* **What you will do**:
A - Please copy the Algorithms post word for word, between "The past three" and "results of accuracy.", inclusive.
B - In the Algorithms post, what kind of labeled dataset were the classification algorithms tested on?
C - Decide whether each statement agrees with the Algorithms post, answering yes or no and quoting the deciding words: (i) The past three weeks went mostly to work on natural language processing and sentiment analysis. (ii) Every module and library tried proved accurate. (iii) Only one classification algorithm was tested.

-- Source text start --

Algorithms!

The past three weeks of this process have been spent mostly working with some foundational natural language processing and sentiment analysis related bits and pieces. A couple of modules and libraries I’ve become a little more familiarized with hold extremely powerful features, while a couple others I have tried are a little more clunky and inaccurate.

At a base level, one of the most important contributors to overall accuracy of analysis is of course the algorithm used in the analysis. I tested a variety of classification algorithms on a labeled dataset of movie reviews, comparing the classification accuracy of each. The purpose of a classification algorithm is too correctly predict whether our dataset holds words that skew more towards the positive or negative spectrum. By altering the way in which we calculate these outputs, we will see different results of accuracy.

-- Source text end --
-- Entries provided start --

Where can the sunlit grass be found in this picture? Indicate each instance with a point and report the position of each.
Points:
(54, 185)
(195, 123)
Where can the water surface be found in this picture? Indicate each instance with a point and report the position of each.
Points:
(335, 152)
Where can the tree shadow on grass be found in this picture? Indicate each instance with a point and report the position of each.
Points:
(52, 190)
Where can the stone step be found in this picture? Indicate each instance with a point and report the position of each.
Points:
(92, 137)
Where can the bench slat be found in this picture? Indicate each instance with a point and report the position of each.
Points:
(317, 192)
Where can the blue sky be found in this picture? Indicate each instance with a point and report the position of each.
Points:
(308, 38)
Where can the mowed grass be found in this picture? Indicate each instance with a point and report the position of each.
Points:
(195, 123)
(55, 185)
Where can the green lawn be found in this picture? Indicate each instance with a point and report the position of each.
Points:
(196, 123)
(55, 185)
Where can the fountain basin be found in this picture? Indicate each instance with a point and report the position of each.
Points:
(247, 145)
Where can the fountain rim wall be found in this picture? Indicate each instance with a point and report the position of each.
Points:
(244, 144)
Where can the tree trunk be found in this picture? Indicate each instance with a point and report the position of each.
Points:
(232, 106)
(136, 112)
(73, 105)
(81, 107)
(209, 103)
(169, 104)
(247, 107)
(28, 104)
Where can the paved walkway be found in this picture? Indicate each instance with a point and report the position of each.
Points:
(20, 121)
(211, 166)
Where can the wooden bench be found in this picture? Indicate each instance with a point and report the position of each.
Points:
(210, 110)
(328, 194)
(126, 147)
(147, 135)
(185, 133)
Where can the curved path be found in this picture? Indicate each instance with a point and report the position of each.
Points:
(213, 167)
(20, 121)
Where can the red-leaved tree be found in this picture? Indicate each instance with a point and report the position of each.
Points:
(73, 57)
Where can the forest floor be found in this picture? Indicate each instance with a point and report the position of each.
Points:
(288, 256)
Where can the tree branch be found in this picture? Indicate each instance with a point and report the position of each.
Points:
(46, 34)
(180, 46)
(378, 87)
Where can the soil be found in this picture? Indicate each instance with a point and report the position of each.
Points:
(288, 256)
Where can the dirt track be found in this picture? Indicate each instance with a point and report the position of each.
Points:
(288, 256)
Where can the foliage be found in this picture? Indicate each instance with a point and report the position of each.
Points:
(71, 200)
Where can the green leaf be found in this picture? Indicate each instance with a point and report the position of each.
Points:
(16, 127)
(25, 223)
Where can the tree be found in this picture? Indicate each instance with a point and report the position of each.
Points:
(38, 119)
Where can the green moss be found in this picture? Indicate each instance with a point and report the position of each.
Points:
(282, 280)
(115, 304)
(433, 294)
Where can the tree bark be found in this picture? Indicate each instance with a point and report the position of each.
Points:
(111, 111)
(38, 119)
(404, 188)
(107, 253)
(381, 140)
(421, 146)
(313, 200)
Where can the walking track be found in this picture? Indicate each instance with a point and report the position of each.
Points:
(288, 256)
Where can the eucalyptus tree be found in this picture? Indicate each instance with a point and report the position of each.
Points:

-- Entries provided end --

* **Results by task**:
A -
The past three weeks of this process have been spent mostly working with some foundational natural language processing and sentiment analysis related bits and pieces. A couple of modules and libraries I’ve become a little more familiarized with hold extremely powerful features, while a couple others I have tried are a little more clunky and inaccurate.

At a base level, one of the most important contributors to overall accuracy of analysis is of course the algorithm used in the analysis. I tested a variety of classification algorithms on a labeled dataset of movie reviews, comparing the classification accuracy of each. The purpose of a classification algorithm is too correctly predict whether our dataset holds words that skew more towards the positive or negative spectrum. By altering the way in which we calculate these outputs, we will see different results of accuracy.

B - A labeled dataset of movie reviews.

C -
(i) Yes: "The past three weeks of this process have been spent mostly working with some foundational natural language processing and sentiment analysis related bits and pieces."
(ii) No: "a couple others I have tried are a little more clunky and inaccurate."
(iii) No: "I tested a variety of classification algorithms on a labeled dataset of movie reviews"